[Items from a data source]
>> Start
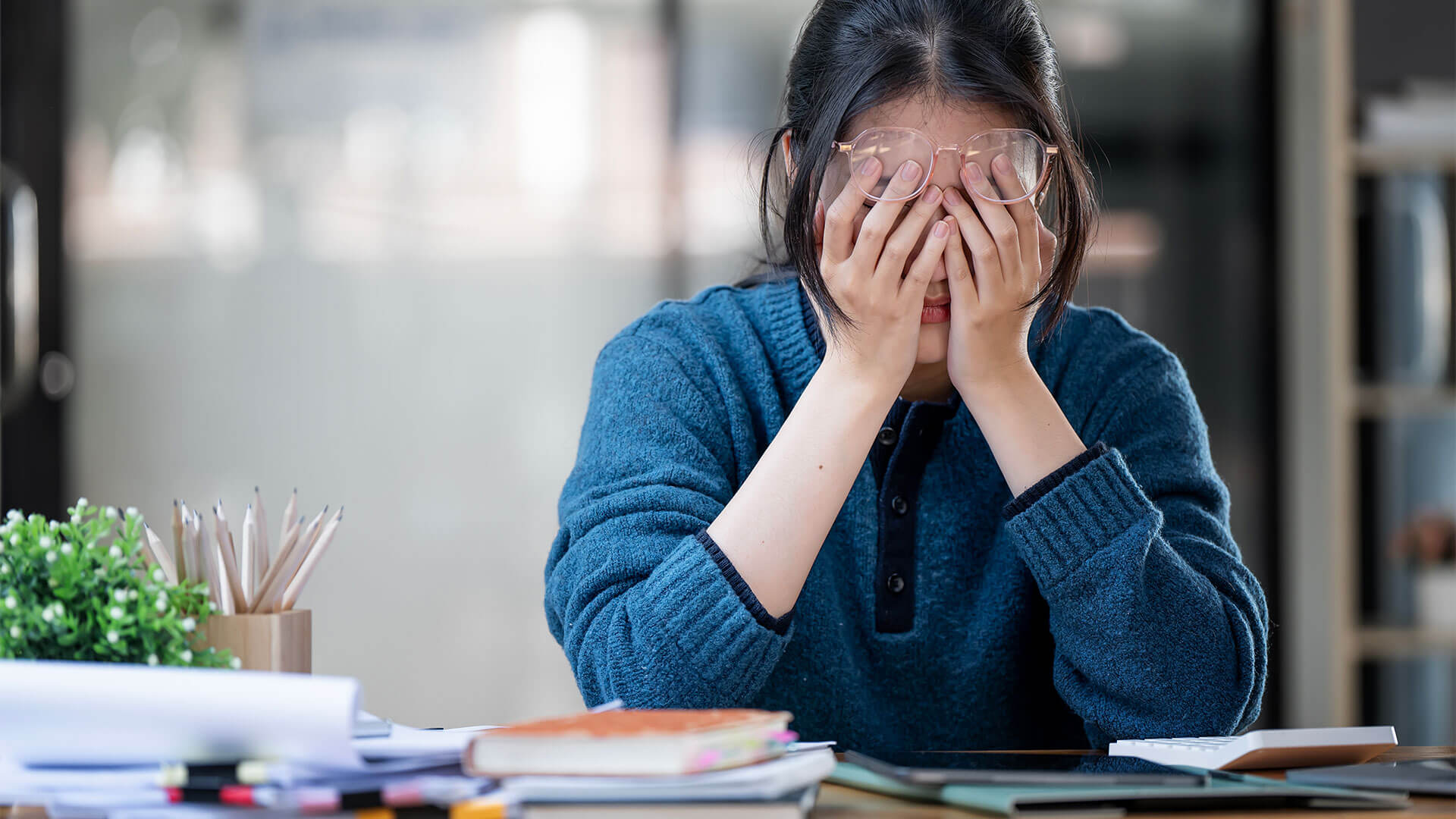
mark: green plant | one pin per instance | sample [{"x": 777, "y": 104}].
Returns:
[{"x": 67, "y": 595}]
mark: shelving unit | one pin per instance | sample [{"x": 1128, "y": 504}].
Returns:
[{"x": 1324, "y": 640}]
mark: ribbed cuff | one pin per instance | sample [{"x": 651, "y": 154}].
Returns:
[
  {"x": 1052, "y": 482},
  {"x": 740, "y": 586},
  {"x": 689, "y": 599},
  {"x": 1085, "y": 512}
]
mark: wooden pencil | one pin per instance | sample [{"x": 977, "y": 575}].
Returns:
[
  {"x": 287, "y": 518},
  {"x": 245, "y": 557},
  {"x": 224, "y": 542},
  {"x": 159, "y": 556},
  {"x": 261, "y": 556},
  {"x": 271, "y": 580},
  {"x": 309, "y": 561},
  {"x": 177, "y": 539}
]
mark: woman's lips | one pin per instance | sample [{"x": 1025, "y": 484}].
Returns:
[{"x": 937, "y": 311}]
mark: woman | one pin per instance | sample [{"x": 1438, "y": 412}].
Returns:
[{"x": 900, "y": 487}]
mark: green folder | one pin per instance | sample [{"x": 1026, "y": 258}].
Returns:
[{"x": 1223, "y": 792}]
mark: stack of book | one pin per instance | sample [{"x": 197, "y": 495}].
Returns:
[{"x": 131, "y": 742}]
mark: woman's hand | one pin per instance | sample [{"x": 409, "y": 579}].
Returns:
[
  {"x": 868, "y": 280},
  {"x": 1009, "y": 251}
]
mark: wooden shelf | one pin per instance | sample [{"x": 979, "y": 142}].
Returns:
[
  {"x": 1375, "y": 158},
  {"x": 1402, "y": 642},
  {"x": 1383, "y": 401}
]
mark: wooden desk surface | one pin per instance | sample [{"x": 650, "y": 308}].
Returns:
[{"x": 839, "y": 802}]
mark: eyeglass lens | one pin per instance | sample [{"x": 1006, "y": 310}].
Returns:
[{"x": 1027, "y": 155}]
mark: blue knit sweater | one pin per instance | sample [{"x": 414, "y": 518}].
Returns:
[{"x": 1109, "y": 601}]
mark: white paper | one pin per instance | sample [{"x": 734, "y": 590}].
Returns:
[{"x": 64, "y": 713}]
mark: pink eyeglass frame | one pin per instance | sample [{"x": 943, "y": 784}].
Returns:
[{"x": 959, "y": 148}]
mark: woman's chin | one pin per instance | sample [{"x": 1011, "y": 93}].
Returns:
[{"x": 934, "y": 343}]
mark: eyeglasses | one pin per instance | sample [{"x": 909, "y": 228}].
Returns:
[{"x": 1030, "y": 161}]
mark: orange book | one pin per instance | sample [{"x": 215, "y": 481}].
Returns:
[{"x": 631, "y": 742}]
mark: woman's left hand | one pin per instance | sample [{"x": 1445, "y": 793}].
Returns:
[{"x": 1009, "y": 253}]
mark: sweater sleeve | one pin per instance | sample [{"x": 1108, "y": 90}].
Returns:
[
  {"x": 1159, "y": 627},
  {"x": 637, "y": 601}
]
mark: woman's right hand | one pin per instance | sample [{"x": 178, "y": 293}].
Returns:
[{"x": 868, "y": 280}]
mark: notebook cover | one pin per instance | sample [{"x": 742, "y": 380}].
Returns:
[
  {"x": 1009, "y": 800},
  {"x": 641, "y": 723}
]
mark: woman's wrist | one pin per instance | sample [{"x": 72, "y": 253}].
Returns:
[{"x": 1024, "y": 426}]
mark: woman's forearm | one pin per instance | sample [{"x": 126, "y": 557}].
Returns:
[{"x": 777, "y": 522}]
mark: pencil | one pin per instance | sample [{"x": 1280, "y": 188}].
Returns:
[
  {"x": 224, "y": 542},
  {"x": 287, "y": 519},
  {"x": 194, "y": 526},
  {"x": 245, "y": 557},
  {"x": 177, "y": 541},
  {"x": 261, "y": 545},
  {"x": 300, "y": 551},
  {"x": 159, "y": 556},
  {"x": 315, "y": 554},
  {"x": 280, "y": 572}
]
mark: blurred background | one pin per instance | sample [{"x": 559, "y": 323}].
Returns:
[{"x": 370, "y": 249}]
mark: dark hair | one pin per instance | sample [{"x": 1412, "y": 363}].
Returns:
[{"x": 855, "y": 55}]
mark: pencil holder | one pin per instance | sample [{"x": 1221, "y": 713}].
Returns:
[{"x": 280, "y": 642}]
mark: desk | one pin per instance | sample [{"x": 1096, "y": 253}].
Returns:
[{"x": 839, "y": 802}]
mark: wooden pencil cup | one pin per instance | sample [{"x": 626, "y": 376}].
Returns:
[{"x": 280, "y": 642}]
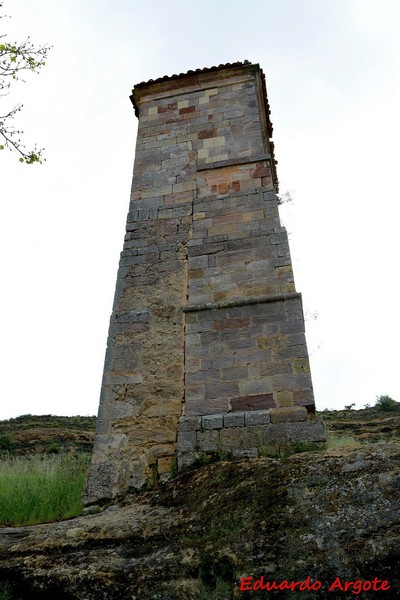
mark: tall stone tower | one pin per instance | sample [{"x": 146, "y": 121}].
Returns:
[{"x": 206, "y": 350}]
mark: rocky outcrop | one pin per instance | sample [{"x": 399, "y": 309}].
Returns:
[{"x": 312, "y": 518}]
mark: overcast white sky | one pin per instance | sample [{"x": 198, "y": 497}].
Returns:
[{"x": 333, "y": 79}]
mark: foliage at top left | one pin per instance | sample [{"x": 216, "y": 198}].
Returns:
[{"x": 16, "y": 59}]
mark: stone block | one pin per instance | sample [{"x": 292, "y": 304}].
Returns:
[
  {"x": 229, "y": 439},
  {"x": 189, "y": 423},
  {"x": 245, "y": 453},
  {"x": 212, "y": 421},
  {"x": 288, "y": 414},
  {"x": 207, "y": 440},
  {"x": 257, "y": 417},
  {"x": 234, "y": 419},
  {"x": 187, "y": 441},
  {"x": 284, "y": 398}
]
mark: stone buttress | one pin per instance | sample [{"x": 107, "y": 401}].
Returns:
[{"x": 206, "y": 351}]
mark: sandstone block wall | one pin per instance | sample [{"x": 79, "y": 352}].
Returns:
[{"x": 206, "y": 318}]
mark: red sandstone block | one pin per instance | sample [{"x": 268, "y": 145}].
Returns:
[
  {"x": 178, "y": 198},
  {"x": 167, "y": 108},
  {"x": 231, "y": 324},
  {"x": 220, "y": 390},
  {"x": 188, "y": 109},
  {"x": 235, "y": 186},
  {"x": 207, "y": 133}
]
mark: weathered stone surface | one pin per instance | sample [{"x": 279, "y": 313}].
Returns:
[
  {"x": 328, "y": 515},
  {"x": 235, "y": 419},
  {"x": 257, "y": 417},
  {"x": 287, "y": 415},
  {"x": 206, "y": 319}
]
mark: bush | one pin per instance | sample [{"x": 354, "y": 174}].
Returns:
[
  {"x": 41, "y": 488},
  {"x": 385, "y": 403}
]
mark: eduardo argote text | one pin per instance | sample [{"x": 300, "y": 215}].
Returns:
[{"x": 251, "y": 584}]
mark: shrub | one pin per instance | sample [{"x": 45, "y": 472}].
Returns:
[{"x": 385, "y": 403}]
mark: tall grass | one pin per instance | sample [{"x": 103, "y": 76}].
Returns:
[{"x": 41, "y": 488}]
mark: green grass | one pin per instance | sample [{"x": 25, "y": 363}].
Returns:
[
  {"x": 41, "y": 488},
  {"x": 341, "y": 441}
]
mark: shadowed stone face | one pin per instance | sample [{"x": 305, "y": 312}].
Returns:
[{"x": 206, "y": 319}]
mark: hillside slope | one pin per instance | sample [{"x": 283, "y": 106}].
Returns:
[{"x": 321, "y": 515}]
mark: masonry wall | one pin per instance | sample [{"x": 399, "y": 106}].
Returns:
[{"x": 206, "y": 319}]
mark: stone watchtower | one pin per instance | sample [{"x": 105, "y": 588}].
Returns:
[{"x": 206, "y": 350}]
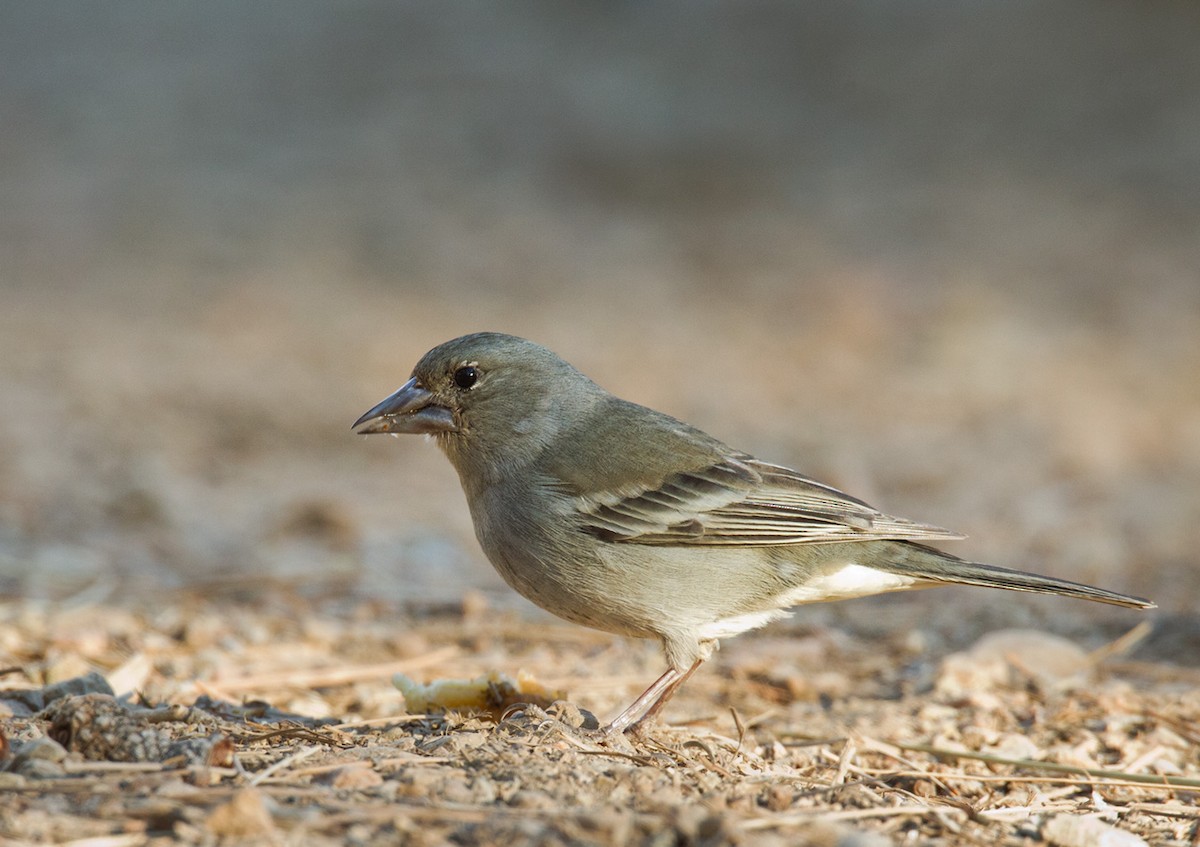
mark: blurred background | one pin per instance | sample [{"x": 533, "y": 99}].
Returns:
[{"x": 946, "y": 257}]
>> End
Set exercise: Omit every picture, then repeat the remaining data exactly as it appears above.

Answer below:
mark: green plant | one pin per instance | sample [{"x": 777, "y": 104}].
Returns:
[{"x": 67, "y": 595}]
mark: shelving unit | one pin per instance | sample [{"x": 1128, "y": 504}].
Returns:
[{"x": 1324, "y": 640}]
mark: ribbed cuff | one pin per instance | sample [{"x": 651, "y": 154}].
Returns:
[
  {"x": 1052, "y": 482},
  {"x": 740, "y": 586},
  {"x": 689, "y": 599},
  {"x": 1085, "y": 512}
]
mark: wooden pencil | one pin per instance | sample [{"x": 977, "y": 575}].
Returns:
[
  {"x": 287, "y": 518},
  {"x": 245, "y": 557},
  {"x": 224, "y": 542},
  {"x": 159, "y": 556},
  {"x": 261, "y": 556},
  {"x": 271, "y": 580},
  {"x": 309, "y": 561},
  {"x": 177, "y": 539}
]
mark: woman's lips | one pin per instance | sample [{"x": 1025, "y": 484}].
Returns:
[{"x": 937, "y": 311}]
mark: woman | one pin per instance | sample [{"x": 1438, "y": 412}].
Returns:
[{"x": 900, "y": 487}]
mark: green folder | one pin per instance | sample [{"x": 1026, "y": 258}].
Returns:
[{"x": 1223, "y": 792}]
mark: stack of book | one pin per instance | sample [{"x": 197, "y": 495}].
Returns:
[{"x": 131, "y": 742}]
mark: woman's hand | one pin per instance | sample [{"x": 409, "y": 579}].
Returns:
[
  {"x": 868, "y": 280},
  {"x": 1009, "y": 251}
]
mark: wooden shelf | one pin per instance | sample [{"x": 979, "y": 142}].
Returns:
[
  {"x": 1375, "y": 158},
  {"x": 1402, "y": 642},
  {"x": 1383, "y": 401}
]
mark: wooden desk surface | one pin per instance | sample [{"x": 650, "y": 308}].
Returns:
[{"x": 839, "y": 802}]
mark: eyeglass lens | one pin per instance | sample [{"x": 1006, "y": 310}].
Returns:
[{"x": 1027, "y": 155}]
mark: blue knit sweater | one pin per instance | sample [{"x": 414, "y": 518}].
Returns:
[{"x": 1109, "y": 601}]
mark: white paper | one pin per instance | sample [{"x": 734, "y": 590}].
Returns:
[{"x": 64, "y": 713}]
mark: pink eyeglass frame | one pin per instance | sample [{"x": 943, "y": 784}].
Returns:
[{"x": 959, "y": 148}]
mark: woman's chin | one pin per instance | sample [{"x": 1011, "y": 93}].
Returns:
[{"x": 934, "y": 343}]
mark: eyeglasses | one pin per instance | sample [{"x": 909, "y": 228}].
Returns:
[{"x": 1030, "y": 161}]
mark: orange book | one pin per instance | sample [{"x": 215, "y": 481}].
Returns:
[{"x": 631, "y": 742}]
mark: woman's left hand | one pin per instance | sample [{"x": 1445, "y": 793}].
Returns:
[{"x": 1009, "y": 253}]
mark: sweater sleeve | one pin per instance | sample [{"x": 1108, "y": 90}].
Returns:
[
  {"x": 1159, "y": 627},
  {"x": 637, "y": 601}
]
mark: woman's right hand | one pin per instance | sample [{"x": 178, "y": 293}].
Returns:
[{"x": 868, "y": 280}]
mark: notebook cover | one pin per instance | sample [{"x": 742, "y": 380}].
Returns:
[
  {"x": 1009, "y": 800},
  {"x": 641, "y": 723}
]
mark: woman's wrist | one pin per instance | sample [{"x": 72, "y": 253}].
Returns:
[{"x": 1024, "y": 426}]
mark: woman's forearm | one pin per instance | sample [{"x": 126, "y": 557}].
Returns:
[{"x": 777, "y": 522}]
mark: pencil | one pin per instance | sample [{"x": 1280, "y": 188}].
Returns:
[
  {"x": 224, "y": 542},
  {"x": 287, "y": 519},
  {"x": 194, "y": 526},
  {"x": 245, "y": 557},
  {"x": 177, "y": 541},
  {"x": 261, "y": 545},
  {"x": 300, "y": 551},
  {"x": 159, "y": 556},
  {"x": 315, "y": 554},
  {"x": 280, "y": 572}
]
mark: blurred background | one pin per instance | sample [{"x": 559, "y": 323}].
Returns:
[{"x": 370, "y": 249}]
mark: dark hair | one pin per instance | sample [{"x": 1412, "y": 363}].
Returns:
[{"x": 855, "y": 55}]
mark: pencil holder | one pin per instance | sample [{"x": 1221, "y": 713}].
Returns:
[{"x": 280, "y": 642}]
mark: desk | one pin per instance | sample [{"x": 1096, "y": 253}].
Returns:
[{"x": 839, "y": 802}]
mark: wooden pencil cup | one pin per instance | sample [{"x": 626, "y": 376}].
Returns:
[{"x": 280, "y": 642}]
mark: tall stone tower | one pin per instance | sample [{"x": 146, "y": 121}].
Returns:
[{"x": 206, "y": 350}]
mark: rocky outcrop | one pin per instance | sample [{"x": 399, "y": 309}].
Returns:
[{"x": 312, "y": 518}]
mark: overcast white sky | one pin per instance | sample [{"x": 198, "y": 497}].
Returns:
[{"x": 333, "y": 79}]
mark: foliage at top left | one pin per instance | sample [{"x": 216, "y": 198}].
Returns:
[{"x": 16, "y": 59}]
mark: stone block | one pin per instance | sample [{"x": 292, "y": 304}].
Returns:
[
  {"x": 229, "y": 439},
  {"x": 189, "y": 423},
  {"x": 245, "y": 453},
  {"x": 212, "y": 421},
  {"x": 288, "y": 414},
  {"x": 207, "y": 440},
  {"x": 257, "y": 417},
  {"x": 234, "y": 419},
  {"x": 187, "y": 441},
  {"x": 284, "y": 398}
]
mark: stone buttress | one pin per instance | sample [{"x": 107, "y": 401}].
Returns:
[{"x": 206, "y": 351}]
mark: sandstone block wall | one pin per instance | sample [{"x": 79, "y": 352}].
Returns:
[{"x": 206, "y": 318}]
mark: red sandstone block | one pin per instance | sample [{"x": 268, "y": 145}].
Returns:
[
  {"x": 178, "y": 198},
  {"x": 167, "y": 108},
  {"x": 231, "y": 324},
  {"x": 220, "y": 390},
  {"x": 188, "y": 109},
  {"x": 235, "y": 186},
  {"x": 207, "y": 133}
]
mark: weathered stone surface | one pin per instance | sample [{"x": 279, "y": 313}].
Returns:
[
  {"x": 328, "y": 515},
  {"x": 235, "y": 419},
  {"x": 257, "y": 417},
  {"x": 287, "y": 415},
  {"x": 206, "y": 319}
]
mark: bush | one pin per instance | sample [{"x": 354, "y": 174}].
Returns:
[
  {"x": 41, "y": 488},
  {"x": 385, "y": 403}
]
mark: eduardo argote text | one pin per instance | sample [{"x": 300, "y": 215}].
Returns:
[{"x": 251, "y": 584}]
mark: shrub | one pin per instance | sample [{"x": 45, "y": 472}].
Returns:
[{"x": 385, "y": 403}]
mark: tall grass | one pin per instance | sample [{"x": 103, "y": 76}].
Returns:
[{"x": 41, "y": 488}]
mark: green grass | one pin per instance | sample [{"x": 25, "y": 363}].
Returns:
[
  {"x": 41, "y": 488},
  {"x": 341, "y": 441}
]
mark: shadowed stone face | one pin per instance | sample [{"x": 305, "y": 312}].
Returns:
[{"x": 206, "y": 319}]
mark: hillside slope | one pin per instance | sample [{"x": 283, "y": 106}].
Returns:
[{"x": 321, "y": 515}]
mark: masonry wall | one pin per instance | sample [{"x": 399, "y": 106}].
Returns:
[{"x": 206, "y": 319}]
mark: stone watchtower | one pin per instance | sample [{"x": 105, "y": 588}].
Returns:
[{"x": 206, "y": 350}]
mark: blurred background | one pin per instance | sample [{"x": 533, "y": 99}].
Returns:
[{"x": 946, "y": 257}]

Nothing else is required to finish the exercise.